EXERCISE INPUTS:
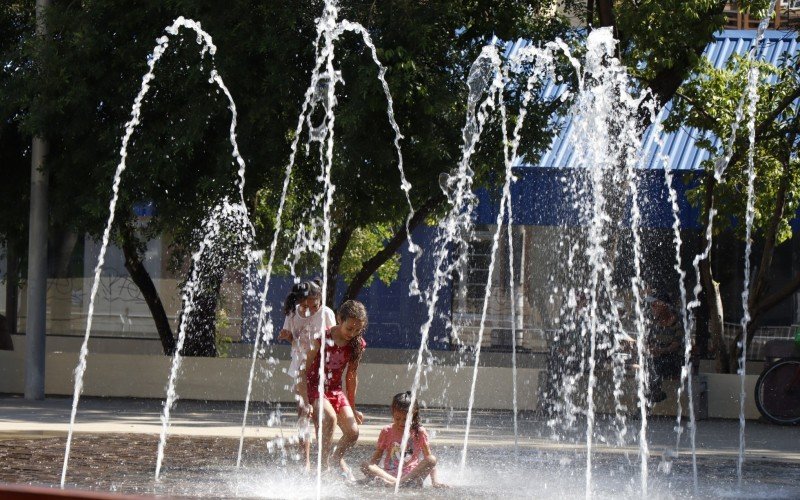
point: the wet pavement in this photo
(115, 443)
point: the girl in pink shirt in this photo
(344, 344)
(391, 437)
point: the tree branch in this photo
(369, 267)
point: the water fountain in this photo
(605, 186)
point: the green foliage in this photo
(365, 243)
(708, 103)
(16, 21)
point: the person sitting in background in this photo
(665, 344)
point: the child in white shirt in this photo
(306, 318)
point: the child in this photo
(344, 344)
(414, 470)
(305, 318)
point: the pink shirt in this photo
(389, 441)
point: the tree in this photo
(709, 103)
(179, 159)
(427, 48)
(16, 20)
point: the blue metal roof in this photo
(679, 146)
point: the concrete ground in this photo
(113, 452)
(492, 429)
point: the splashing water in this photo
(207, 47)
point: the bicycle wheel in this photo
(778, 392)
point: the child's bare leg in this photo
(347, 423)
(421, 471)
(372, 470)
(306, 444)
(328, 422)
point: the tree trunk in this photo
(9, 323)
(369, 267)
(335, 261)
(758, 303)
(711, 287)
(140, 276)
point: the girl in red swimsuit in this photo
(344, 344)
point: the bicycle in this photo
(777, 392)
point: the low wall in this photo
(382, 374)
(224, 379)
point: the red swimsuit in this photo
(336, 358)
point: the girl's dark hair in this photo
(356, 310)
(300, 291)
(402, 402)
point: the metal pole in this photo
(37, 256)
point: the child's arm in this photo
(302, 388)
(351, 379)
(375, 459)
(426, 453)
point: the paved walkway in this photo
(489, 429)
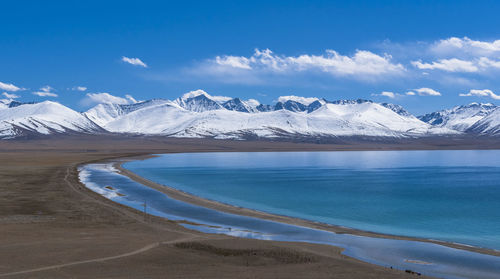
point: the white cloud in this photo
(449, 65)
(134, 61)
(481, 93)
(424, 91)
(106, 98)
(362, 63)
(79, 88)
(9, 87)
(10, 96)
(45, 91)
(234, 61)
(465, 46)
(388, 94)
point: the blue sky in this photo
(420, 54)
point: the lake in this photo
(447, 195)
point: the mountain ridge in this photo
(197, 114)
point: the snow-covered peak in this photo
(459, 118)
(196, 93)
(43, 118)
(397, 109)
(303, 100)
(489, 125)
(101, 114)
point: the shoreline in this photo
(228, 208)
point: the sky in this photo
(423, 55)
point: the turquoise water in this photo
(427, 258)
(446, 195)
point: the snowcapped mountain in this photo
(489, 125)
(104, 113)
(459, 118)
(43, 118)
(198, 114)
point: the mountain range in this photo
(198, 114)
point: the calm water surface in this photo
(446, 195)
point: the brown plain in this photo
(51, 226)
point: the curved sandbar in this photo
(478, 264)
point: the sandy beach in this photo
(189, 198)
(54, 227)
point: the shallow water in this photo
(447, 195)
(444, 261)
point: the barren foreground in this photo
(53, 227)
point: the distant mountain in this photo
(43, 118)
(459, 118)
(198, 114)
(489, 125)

---

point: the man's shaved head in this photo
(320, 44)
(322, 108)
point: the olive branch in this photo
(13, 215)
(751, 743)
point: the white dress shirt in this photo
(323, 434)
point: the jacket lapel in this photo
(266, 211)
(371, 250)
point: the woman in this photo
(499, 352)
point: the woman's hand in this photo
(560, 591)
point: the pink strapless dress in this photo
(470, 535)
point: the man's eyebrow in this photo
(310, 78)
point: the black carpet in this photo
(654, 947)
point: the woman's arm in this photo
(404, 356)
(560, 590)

REQUIRED TASK: Report, copied word for word, each line of the items above that contains the word "mountain".

RESPONSE:
point: the mountain ridge in this photo
point: the snowcapped mountain in this photo
point: the mountain range in this photo
point: the distant mountain in this photo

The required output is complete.